Reading text:
# I Dirac-Delta Function, Different Integration Variable

#### Ibraheem

Hello,
I know that the derivative of Dirac-delta function ($\delta'(x-x') = \frac{d}{dx} (\delta(x-x')))$ does the following:

$\int_{-\infty}^{\infty}\psi(x')*\delta'(x-x') dx' = \frac{d\psi(x)}{dx}$
it is easy to visualize how the delta function and the function $\psi(x')$ interact along the x' axis to give the derivative with respect to x ( i.e scaling $\psi(x\pm \varepsilon )$ at each bump $\pm \varepsilon$..etc)
However, I am stuck at a situation where

$\int_{-\infty}^{\infty}\psi(x')*\delta'(x-x') dx$
I am not sure what to do here. But what I think it should equal to is $\frac{-d\psi(x')}{dx'}$ just by applying the same way of thinking as when the integration variable is the same as that of of the function $\psi$. But here the function I think acts as constant in this integral which makes me doubt my answer. Is this answer correct?

Related Quantum Physics News on Phys.org

#### Orodruin

Staff Emeritus
Homework Helper
Gold Member
2018 Award
The correct relation is
$$\int \delta’(x) \psi(x) dx = -\psi’(0).$$
This follows directly from the distributional derivative definition
$$f’[\psi] = -f[\psi’].$$

#### vanhees71

Gold Member
Well, the original formula was also right, if one interprets the prime in a specific way (it's of course often misleading to use a prime for a derivative when many independent variables are involved). I read the equation as follows:
$$\int_{\mathbb{R}} f(x') \delta'(x-x') = \int_{\mathbb{R}} f(x') \partial_x \delta(x-x') \\ = \int_{\mathbb{R}} f(x') [-\partial_{x'} \delta(x-x')]=+\int_{\mathbb{R}} \mathrm{d} x' f'(x') \delta(x-x')=+f'(x).$$
The 2nd expression in #1 doesn't make sense, because you cannot integrate the $\delta$ distribution or its derivatives without multiplying it with a test function. In the 2nd term, the $\psi(x')$ is just a constant that you can move out of the integral, and then you are left with an undefined integral over $\delta'$.

#### Orodruin

Staff Emeritus
Homework Helper
Gold Member
2018 Award
Well, the original formula was also right, if one interprets the prime in a specific way (it's of course often misleading to use a prime for a derivative when many independent variables are involved). I read the equation as follows:
$$\int_{\mathbb{R}} f(x') \delta'(x-x') = \int_{\mathbb{R}} f(x') \partial_x \delta(x-x') \\ = \int_{\mathbb{R}} f(x') [-\partial_{x'} \delta(x-x')]=+\int_{\mathbb{R}} \mathrm{d} x' f'(x') \delta(x-x')=+f'(x).$$
The 2nd expression in #1 doesn't make sense, because you cannot integrate the $\delta$ distribution or its derivatives without multiplying it with a test function. In the 2nd term, the $\psi(x')$ is just a constant that you can move out of the integral, and then you are left with an undefined integral over $\delta'$.

Data lines:
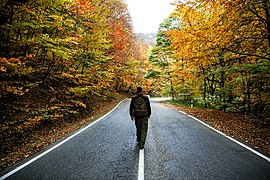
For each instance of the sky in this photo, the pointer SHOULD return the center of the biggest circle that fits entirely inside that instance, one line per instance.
(148, 14)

What to do:
1. Copy a passage from the Dirac-delta forum thread word for word: begin at the words "However, I am" and stop after the words "this answer correct?".
2. In the Dirac-delta forum thread, what reason does vanhees71 give for saying the second expression in #1 doesn't make sense?
3. Can you continue the Dirac-delta forum thread from its last post onward?
You won't need the material for any of this.

Answers for this exercise:
1.
However, I am stuck at a situation where

$\int_{-\infty}^{\infty}\psi(x')*\delta'(x-x') dx$
I am not sure what to do here. But what I think it should equal to is $\frac{-d\psi(x')}{dx'}$ just by applying the same way of thinking as when the integration variable is the same as that of of the function $\psi$. But here the function I think acts as constant in this integral which makes me doubt my answer. Is this answer correct?

2. You cannot integrate the δ distribution or its derivatives without multiplying it with a test function.

3.
You are right. The point is that $\delta'$ is an anti-symmetric distribution, which means that it makes a difference whether one writes $\delta(x-x')$ or $\delta(x'-x)$. So, this solves the sign issue. I believe the 2nd expression in #1 to be a typo. Regardless, the constant function 1 is sufficiently nice to be able to act on it with the delta distribution and the delta distribution derivative. If one wants to be more stringent, one could look at it as the convolution of two distributions.

#### vanhees71

Gold Member
You have to be careful with the domain of the distribution. Usually the test-function space is either the Schwartz space of quickly falling $C^{\infty}(\mathbb{R})$ functions (i.e., going to 0 faster than any power for $|x| \rightarrow \infty$). Then the constant function is not a test function. Usually the integral over a distribution without being multiplied by a proper test function is an undefined expression.

#### Orodruin

Staff Emeritus
Homework Helper
Gold Member
2018 Award
You have to be careful with the domain of the distribution. Usually the test-function space is either the Schwartz space of quickly falling $C^{\infty}(\mathbb{R})$ functions (i.e., going to 0 faster than any power for $|x| \rightarrow \infty$). Then the constant function is not a test function. Usually the integral over a distribution without being multiplied by a proper test function is an undefined expression.
But this was my point. I do not see where the disagreement lies. The exact same definition of the delta distribution works on a set of test-functions that does not necessarily going to zero as $|x| \to \infty$, in other words it is a distribution on the test functions in $C^\infty(\mathbb R)$ without the additional requirements of being in the Schwartz class. Naturally, the set of distributions on this space is smaller, but the delta distribution does belong to it as well. Furthermore, I did qualify that the given integral could also be interpreted as a convolution of distributions. In that case it should work perfectly well with test functions in the Schwartz class as well.

#### vanhees71

Gold Member
Ok, if this is the case, the 2nd expression in #1 is simply 0, because
$$\int_{\mathbb{R}} \mathrm{d} x \delta'(x-x')=\int_{\mathbb{R}} \mathrm{d} x \delta(x-x') \mathrm{d}_x 1 =0.$$
That makes also intuitive sense, because you can define the $\delta$ distribution as a weak limit of symmetric analytical test functions and its derivative by the derivative of these test functions.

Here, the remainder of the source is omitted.